:: EXERCISE PASSAGE ::
I got a shout out a few days ago from Nicole Ostil, nee Gomes, who responded to a piece I wrote not so long ago in which I criticized the 24-year-old wife and mother for going on the Internet and asking strange men to help her pay for breast implants.
“Thank you for your personal insights,” she wrote, adding, she is “actually quite flattered at all the controversy” stirred up by new media writers like yours truly.
For some reason, Nicole felt it necessary to stress to me that the web site on which she solicited her cosmetic surgery, MyFreeImplants.com, “wasn’t a new site I created.”
In fact, she said, it was her husband who first chanced upon the site. “We thought it was a joke,” she related, “and then decided that I could give it a try.”
Neither Nicole nor her husband see anything wrong with what she’s doing. After all, she said, “I don’t have to porn up.”
The young woman, a graphic designer, an aspiring model, took particular umbrage at the suggestion that her willingness to go to such extreme lengths for bigger breasts suggests a self esteem issue.
“If things are the way that you suggest,” she wrote, then “dying your hair, wearing make up, or getting your nails done means you have a bad self image.”
Finally, she closed, “I have never seen a more judgmental group of people anywhere” like the Christ followers who dared to suggest that what she is doing is unGodly. “I’m sorry,” she said, “that all of you feel the need to impose your own beliefs on others.”

:: SOURCE INFORMATION ::
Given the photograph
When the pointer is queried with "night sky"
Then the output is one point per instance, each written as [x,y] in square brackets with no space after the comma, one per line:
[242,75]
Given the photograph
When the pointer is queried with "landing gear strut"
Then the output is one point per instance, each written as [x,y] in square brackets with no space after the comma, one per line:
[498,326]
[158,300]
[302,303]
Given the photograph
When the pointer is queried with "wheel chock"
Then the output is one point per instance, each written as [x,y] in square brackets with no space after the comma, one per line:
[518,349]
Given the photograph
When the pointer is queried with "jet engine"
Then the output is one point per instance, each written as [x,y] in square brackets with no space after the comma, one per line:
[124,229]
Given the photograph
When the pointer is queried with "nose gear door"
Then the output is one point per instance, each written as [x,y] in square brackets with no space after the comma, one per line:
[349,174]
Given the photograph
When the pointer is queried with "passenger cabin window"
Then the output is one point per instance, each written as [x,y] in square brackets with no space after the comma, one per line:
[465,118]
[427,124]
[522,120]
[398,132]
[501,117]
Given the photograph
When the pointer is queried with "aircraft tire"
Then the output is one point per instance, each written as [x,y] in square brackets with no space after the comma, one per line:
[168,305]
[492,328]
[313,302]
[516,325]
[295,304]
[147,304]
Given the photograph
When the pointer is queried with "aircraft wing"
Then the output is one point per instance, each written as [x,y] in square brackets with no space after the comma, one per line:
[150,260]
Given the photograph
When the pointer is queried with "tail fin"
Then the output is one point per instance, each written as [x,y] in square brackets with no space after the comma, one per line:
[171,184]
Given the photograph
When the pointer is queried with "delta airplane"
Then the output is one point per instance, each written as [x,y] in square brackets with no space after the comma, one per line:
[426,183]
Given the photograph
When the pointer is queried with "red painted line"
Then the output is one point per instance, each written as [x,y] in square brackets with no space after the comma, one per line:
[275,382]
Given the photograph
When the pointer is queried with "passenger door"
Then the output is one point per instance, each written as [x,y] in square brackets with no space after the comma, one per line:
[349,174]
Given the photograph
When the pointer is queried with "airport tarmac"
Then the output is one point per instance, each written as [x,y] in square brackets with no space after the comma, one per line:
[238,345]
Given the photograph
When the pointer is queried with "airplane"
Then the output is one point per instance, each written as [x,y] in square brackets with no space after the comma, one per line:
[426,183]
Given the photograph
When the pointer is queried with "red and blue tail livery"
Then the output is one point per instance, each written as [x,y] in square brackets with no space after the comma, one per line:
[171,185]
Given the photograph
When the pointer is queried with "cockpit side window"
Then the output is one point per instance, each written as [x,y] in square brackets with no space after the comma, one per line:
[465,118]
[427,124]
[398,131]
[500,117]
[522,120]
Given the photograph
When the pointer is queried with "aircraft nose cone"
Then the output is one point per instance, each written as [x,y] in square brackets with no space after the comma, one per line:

:: YOUR INSTRUCTIONS ::
Quote the column above about Nicole Ostil's reply in full, word for word.

:: ANSWER TO THIS TASK ::
I got a shout out a few days ago from Nicole Ostil, nee Gomes, who responded to a piece I wrote not so long ago in which I criticized the 24-year-old wife and mother for going on the Internet and asking strange men to help her pay for breast implants.
“Thank you for your personal insights,” she wrote, adding, she is “actually quite flattered at all the controversy” stirred up by new media writers like yours truly.
For some reason, Nicole felt it necessary to stress to me that the web site on which she solicited her cosmetic surgery, MyFreeImplants.com, “wasn’t a new site I created.”
In fact, she said, it was her husband who first chanced upon the site. “We thought it was a joke,” she related, “and then decided that I could give it a try.”
Neither Nicole nor her husband see anything wrong with what she’s doing. After all, she said, “I don’t have to porn up.”
The young woman, a graphic designer, an aspiring model, took particular umbrage at the suggestion that her willingness to go to such extreme lengths for bigger breasts suggests a self esteem issue.
“If things are the way that you suggest,” she wrote, then “dying your hair, wearing make up, or getting your nails done means you have a bad self image.”
Finally, she closed, “I have never seen a more judgmental group of people anywhere” like the Christ followers who dared to suggest that what she is doing is unGodly. “I’m sorry,” she said, “that all of you feel the need to impose your own beliefs on others.”